DIRECTIONS -
In the urban-rural distribution text, what age range defines children?
---- READING TEXT
Housing & servicesHousing & services

Urban-rural distribution

Author/s: Katharine Hall
Date: August 2024

Definition

This indicator shows the number and share of children living in urban and rural areas. Information on the whereabouts of children helps to shed light on child mobility and urbanisation, and can inform spatial targeting. 

Data


Data Source Statistics South Africa (2003 - 2023) General Household Survey 2002 - 2022. Pretoria: Stats SA.
Analysis by Katharine Hall, Children’s Institute, University of Cape Town.
Notes
  1. Children are defined as persons aged 0–17 years.
  2. Population numbers have been rounded off to the nearest thousand.
  3. Sample surveys are always subject to error, and the proportions simply reflect the mid-point of a possible range. In this instance it does not make sense to provide confidence intervals because the size of the urban and rural population is imposed on the data, rather than estimated by the survey. The data is weighted to accord with the mid-term estimates for that year. These are calculated through demographic modelling which is itself subject to error.
Location is one of the seven elements of adequate housing identified by the UN Committee on Economic, Social and Cultural Rights.1 Residential areas should ideally be situated close to work opportunities, clinics, police stations, schools and child-care facilities. In a country with a large rural population, this means that services and facilities need to be well distributed, even in areas that are not densely populated. In South Africa, service provision and resources in rural areas lag far behind urban areas.
--------
---- INFORMATION SHOWN
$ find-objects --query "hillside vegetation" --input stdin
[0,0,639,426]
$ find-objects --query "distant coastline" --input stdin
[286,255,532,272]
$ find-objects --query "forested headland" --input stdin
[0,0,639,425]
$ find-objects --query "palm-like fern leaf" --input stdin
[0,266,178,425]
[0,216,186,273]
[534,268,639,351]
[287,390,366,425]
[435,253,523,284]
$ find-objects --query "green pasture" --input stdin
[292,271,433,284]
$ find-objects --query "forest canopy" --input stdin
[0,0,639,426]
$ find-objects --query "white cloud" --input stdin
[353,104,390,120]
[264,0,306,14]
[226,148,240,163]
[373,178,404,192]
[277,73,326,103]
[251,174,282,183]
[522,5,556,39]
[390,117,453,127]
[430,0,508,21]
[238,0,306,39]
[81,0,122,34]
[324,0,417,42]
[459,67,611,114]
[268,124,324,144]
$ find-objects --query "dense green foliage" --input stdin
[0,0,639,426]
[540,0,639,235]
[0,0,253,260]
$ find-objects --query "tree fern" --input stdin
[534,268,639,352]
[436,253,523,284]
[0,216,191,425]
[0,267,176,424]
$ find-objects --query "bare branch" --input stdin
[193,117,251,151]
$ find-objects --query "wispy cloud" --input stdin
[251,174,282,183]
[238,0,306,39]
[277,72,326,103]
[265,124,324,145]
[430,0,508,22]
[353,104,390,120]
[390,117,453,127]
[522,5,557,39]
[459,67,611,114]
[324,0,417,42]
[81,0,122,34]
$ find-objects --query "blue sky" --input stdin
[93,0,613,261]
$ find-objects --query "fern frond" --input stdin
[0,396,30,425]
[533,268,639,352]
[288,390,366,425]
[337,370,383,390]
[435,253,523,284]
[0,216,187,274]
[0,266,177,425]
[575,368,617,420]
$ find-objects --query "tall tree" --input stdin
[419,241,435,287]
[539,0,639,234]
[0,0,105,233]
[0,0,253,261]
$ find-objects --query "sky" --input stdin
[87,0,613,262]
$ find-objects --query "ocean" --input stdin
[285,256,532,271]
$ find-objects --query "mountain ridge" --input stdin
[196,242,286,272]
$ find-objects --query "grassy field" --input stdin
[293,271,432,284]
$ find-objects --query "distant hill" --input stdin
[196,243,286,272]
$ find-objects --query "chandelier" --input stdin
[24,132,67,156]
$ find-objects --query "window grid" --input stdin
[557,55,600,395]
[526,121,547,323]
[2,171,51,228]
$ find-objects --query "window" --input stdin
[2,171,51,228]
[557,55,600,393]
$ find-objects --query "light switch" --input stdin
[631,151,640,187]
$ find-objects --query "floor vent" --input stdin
--------
YOUR RESPONSE -
Children are defined as persons aged 0–17 years.